» Provided records:
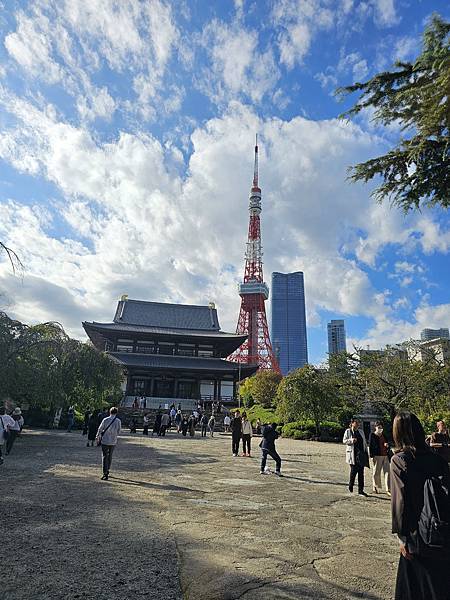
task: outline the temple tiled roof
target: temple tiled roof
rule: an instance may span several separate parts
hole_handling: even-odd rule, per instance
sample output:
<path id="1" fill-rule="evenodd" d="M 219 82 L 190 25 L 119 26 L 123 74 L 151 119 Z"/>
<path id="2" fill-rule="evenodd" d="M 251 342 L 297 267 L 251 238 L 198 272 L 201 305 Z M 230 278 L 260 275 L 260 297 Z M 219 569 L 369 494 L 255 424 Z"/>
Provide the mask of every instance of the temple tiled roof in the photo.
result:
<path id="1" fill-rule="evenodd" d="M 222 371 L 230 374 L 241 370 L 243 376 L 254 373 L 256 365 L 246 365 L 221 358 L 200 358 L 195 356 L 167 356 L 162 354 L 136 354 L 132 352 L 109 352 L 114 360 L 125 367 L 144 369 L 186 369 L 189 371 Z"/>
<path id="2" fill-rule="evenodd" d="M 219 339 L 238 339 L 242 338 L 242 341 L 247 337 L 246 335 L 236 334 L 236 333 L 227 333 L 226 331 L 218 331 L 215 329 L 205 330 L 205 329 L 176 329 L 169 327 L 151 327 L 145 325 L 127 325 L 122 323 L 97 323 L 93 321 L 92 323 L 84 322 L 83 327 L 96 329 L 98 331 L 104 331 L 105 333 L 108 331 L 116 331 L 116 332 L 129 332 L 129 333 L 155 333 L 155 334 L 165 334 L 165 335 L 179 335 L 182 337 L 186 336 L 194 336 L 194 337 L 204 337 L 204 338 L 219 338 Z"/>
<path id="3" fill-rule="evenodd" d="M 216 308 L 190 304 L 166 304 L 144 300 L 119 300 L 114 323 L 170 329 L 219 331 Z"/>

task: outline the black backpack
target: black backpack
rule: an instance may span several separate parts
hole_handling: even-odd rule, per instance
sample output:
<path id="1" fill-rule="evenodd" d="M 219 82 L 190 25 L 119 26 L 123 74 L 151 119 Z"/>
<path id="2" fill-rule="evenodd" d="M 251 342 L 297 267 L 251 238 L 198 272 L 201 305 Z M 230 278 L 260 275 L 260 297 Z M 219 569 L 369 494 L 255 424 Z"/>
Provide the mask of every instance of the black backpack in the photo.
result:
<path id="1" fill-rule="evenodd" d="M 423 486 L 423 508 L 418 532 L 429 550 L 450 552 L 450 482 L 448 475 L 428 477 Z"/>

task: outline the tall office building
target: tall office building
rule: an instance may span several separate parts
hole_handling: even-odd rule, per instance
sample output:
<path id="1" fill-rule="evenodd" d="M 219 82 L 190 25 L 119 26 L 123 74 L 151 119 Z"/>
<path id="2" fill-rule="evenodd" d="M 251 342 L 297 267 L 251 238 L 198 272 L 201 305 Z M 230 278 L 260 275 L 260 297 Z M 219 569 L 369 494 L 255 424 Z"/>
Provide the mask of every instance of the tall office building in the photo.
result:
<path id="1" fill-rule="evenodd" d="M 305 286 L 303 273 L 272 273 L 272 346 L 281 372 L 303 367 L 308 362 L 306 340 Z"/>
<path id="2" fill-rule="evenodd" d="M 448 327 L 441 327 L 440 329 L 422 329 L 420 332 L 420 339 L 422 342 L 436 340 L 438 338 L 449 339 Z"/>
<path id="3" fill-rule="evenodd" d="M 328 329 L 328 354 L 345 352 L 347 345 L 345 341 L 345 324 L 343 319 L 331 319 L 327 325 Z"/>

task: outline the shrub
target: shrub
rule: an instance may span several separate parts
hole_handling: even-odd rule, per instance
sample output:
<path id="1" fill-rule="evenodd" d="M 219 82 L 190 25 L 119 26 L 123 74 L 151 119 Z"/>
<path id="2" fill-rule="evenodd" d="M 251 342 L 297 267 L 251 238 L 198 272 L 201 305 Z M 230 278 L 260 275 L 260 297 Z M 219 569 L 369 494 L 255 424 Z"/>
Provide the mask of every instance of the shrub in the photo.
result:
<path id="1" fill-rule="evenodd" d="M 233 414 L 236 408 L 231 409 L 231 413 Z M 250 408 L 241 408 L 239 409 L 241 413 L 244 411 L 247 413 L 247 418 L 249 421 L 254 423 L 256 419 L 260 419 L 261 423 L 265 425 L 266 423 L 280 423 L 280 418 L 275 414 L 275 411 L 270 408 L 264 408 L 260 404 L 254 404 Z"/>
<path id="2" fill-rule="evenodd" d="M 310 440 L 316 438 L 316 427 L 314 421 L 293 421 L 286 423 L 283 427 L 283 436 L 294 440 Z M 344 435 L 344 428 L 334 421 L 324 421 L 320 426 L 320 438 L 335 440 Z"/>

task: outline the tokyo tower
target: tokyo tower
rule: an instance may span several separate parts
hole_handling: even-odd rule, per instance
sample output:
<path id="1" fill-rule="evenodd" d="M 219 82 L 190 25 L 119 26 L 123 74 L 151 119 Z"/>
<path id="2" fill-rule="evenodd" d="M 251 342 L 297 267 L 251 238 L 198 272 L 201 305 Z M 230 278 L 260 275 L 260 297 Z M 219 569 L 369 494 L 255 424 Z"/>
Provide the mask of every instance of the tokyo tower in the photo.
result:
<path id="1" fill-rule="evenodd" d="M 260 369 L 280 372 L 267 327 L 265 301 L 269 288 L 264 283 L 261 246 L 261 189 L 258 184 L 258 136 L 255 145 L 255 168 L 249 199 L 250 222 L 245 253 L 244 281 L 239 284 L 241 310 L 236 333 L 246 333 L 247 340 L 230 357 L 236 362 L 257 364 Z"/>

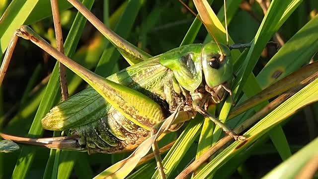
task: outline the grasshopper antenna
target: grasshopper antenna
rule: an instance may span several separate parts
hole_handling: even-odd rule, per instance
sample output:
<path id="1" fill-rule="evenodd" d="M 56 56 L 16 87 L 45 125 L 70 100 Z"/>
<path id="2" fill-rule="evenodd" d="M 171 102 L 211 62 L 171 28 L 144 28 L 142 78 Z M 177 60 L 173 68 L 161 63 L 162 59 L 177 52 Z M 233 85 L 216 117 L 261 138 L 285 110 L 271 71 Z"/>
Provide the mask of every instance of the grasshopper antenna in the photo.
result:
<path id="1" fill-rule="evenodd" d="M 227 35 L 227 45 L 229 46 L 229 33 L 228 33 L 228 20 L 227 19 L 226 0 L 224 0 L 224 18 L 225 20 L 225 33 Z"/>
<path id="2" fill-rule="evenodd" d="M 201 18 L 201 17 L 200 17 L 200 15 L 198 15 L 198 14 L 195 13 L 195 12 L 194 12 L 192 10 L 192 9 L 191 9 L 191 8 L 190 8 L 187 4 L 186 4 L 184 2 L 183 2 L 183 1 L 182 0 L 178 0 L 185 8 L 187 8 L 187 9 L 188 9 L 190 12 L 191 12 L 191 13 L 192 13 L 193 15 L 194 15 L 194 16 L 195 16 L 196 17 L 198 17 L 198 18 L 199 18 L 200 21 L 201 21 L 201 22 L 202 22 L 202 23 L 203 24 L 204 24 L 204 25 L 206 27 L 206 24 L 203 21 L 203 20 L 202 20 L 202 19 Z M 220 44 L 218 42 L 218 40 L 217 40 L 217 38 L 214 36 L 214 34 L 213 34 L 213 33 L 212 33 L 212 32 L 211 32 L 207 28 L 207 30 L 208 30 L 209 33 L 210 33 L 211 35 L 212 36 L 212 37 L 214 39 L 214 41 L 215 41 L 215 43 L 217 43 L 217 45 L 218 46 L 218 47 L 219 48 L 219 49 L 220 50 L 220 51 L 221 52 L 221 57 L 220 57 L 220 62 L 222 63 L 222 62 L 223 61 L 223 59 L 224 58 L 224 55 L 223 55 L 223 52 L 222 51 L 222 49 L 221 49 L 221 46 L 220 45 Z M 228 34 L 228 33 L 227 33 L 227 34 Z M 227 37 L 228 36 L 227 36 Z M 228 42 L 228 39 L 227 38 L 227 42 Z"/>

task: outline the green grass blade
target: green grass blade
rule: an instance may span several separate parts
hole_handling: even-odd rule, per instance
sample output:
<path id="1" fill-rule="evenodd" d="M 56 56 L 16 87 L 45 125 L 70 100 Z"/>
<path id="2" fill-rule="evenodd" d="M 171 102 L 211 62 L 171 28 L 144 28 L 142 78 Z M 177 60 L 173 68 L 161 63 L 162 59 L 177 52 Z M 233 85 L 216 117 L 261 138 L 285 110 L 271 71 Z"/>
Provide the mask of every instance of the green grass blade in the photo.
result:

--

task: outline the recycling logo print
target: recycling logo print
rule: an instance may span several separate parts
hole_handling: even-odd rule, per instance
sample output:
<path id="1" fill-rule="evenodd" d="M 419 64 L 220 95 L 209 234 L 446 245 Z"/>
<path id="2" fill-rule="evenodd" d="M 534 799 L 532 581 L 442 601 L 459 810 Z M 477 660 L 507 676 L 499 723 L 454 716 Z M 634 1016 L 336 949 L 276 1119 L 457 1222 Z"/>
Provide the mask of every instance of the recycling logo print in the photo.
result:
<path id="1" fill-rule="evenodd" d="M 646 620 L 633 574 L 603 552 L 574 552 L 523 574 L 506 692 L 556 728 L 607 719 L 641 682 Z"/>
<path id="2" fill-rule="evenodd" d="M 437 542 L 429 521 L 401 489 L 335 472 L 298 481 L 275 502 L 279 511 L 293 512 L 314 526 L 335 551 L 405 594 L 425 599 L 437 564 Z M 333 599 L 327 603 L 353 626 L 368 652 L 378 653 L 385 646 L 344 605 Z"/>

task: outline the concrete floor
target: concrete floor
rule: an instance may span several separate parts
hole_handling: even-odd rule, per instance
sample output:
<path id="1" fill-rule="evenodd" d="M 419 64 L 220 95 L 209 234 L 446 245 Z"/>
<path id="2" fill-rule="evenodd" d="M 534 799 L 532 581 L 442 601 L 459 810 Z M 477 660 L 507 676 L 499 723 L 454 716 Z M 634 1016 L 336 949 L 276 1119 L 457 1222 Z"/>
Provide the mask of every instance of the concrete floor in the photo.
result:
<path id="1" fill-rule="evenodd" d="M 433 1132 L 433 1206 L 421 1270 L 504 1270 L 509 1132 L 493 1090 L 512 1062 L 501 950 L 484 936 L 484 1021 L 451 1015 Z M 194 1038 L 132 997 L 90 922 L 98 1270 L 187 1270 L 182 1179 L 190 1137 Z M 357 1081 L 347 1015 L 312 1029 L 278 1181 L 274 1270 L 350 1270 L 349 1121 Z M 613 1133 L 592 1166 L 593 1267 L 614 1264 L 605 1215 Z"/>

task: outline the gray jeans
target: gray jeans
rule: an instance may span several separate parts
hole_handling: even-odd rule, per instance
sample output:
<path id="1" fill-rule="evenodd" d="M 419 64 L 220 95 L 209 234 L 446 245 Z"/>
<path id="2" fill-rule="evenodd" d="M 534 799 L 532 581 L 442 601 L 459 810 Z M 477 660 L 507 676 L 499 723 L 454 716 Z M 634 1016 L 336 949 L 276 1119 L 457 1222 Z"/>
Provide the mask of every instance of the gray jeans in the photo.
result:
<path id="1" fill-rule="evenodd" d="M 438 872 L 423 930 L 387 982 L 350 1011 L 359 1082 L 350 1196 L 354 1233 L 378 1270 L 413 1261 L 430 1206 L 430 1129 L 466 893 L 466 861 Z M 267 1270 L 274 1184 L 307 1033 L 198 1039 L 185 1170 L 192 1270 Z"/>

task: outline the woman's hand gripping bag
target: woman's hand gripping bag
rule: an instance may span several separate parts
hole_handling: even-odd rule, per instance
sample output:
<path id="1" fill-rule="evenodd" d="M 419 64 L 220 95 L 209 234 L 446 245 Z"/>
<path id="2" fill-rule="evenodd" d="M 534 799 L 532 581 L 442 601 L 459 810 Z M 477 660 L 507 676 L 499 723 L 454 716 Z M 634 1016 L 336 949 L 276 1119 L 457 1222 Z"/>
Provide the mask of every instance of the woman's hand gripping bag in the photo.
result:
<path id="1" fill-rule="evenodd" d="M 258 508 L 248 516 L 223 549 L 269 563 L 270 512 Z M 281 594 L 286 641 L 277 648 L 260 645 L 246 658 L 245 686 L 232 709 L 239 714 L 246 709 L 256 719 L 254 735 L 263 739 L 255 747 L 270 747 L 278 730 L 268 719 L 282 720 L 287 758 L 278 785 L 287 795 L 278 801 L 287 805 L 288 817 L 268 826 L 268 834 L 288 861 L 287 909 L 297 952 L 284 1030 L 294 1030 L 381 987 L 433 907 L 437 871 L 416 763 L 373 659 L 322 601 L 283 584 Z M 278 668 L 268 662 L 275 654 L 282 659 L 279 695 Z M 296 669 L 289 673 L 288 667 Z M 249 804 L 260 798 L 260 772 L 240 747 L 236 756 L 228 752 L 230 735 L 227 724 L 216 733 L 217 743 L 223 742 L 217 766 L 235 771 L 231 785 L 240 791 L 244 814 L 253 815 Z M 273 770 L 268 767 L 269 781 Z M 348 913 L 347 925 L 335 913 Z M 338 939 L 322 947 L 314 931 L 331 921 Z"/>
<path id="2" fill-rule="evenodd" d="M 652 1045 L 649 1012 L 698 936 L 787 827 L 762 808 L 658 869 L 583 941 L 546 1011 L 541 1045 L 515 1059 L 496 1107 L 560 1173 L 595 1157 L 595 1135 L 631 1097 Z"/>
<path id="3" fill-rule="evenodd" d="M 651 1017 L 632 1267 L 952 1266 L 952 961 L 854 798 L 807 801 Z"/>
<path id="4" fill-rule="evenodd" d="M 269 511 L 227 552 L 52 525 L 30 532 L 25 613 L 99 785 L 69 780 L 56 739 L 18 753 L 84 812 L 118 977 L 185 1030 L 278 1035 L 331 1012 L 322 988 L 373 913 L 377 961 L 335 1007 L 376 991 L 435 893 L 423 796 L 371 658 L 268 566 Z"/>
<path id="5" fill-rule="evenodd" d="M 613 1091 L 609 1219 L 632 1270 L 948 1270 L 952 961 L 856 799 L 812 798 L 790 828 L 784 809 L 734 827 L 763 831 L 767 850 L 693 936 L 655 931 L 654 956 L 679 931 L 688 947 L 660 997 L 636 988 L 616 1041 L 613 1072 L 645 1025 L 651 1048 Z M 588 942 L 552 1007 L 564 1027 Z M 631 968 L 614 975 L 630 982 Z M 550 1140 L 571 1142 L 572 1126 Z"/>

» Aim:
Convert the data from the line with "task: outline the concrete floor" up to and including the line with "433 1132 L 433" into a JSON list of strings, one string per line, skipping any blank lines.

» Reply:
[
  "task: outline the concrete floor",
  "target: concrete floor",
  "rule: an instance may span several separate parts",
  "hole_handling: even-odd rule, per instance",
  "sample output:",
  "<path id=\"1\" fill-rule=\"evenodd\" d=\"M 419 64 L 220 95 L 209 234 L 446 245 Z\"/>",
  "<path id=\"2\" fill-rule=\"evenodd\" d=\"M 534 799 L 532 581 L 442 601 L 459 810 Z M 477 660 L 507 676 L 499 723 L 454 716 Z M 634 1016 L 336 949 L 276 1119 L 457 1222 Z\"/>",
  "Provide the mask of every instance of the concrete floor in the photo.",
  "result:",
  "<path id=\"1\" fill-rule=\"evenodd\" d=\"M 433 1132 L 433 1206 L 421 1270 L 504 1270 L 509 1132 L 493 1090 L 512 1062 L 501 950 L 484 936 L 484 1021 L 451 1015 Z M 194 1038 L 132 997 L 90 922 L 98 1270 L 187 1270 L 182 1179 L 190 1137 Z M 357 1081 L 347 1015 L 312 1029 L 278 1181 L 274 1270 L 350 1270 L 349 1121 Z M 613 1133 L 592 1166 L 593 1267 L 614 1264 L 605 1215 Z\"/>"
]